▶ [Data provided]
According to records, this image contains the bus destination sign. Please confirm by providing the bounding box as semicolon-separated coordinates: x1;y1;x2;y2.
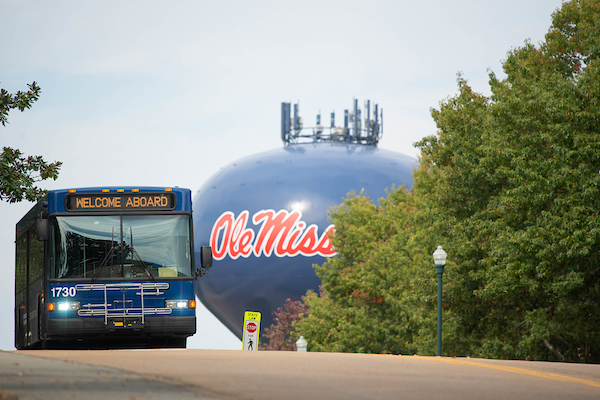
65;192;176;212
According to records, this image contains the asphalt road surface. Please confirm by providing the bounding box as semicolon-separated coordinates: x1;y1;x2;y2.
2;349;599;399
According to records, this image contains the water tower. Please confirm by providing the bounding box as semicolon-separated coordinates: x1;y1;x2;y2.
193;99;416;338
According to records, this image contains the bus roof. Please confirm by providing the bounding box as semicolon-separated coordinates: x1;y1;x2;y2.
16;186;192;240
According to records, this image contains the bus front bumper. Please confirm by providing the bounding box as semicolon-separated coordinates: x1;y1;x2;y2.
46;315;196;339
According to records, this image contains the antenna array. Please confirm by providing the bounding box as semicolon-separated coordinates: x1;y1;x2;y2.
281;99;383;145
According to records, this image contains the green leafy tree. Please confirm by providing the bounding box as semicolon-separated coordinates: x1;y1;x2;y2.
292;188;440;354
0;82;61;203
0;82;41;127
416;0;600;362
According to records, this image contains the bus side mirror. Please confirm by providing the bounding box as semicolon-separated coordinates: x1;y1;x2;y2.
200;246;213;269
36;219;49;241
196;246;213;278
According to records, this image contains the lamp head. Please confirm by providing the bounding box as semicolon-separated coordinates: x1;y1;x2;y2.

▶ [Problem requirements] From the first line to the last, retype the data exactly, but omit every image.

▶ [Task answer]
According to records, this image contains the bus destination sign. Please confirm by providing the bounding box as semicolon-separated coordinates: x1;y1;x2;y2.
65;192;176;212
According to records, this image contains the asphalt road surface. Please confirm by providing the bounding box as semicolon-separated coordinates: x1;y1;x2;y2.
2;349;599;399
According to records, this image contains the water tower. Please confirm by providing the bounding box as semicolon-separated coordinates: x1;y1;x2;y2.
193;99;416;338
According to records, this image contains the bus roof. Please confirm by providing the bounding box as semicolon-separated coordinates: x1;y1;x2;y2.
16;186;192;240
According to records, this image contains the bus front bumper. Please confirm by providing the bounding box as semicolon-separated coordinates: x1;y1;x2;y2.
46;315;196;339
According to records, this image contains the antenna array. Please confirm by providing the bounding box as semicolon-separated coordinates: x1;y1;x2;y2.
281;99;383;145
According to records, this image contains the green leafy tree. Please confirm by providing the bounding box as semicolon-separated coordinates: x1;y1;x2;y2.
292;188;440;354
0;82;61;203
0;82;41;127
416;0;600;362
According to records, this image contains the bus side mirror. Please confirm by providing the bounding box as semicolon-separated coordinates: x1;y1;x2;y2.
200;246;213;269
36;219;49;241
196;246;213;278
According to records, this image contains the lamp head. Please confirm by providing the bounding box as semicolon-separated coordinates: x1;y1;x2;y2.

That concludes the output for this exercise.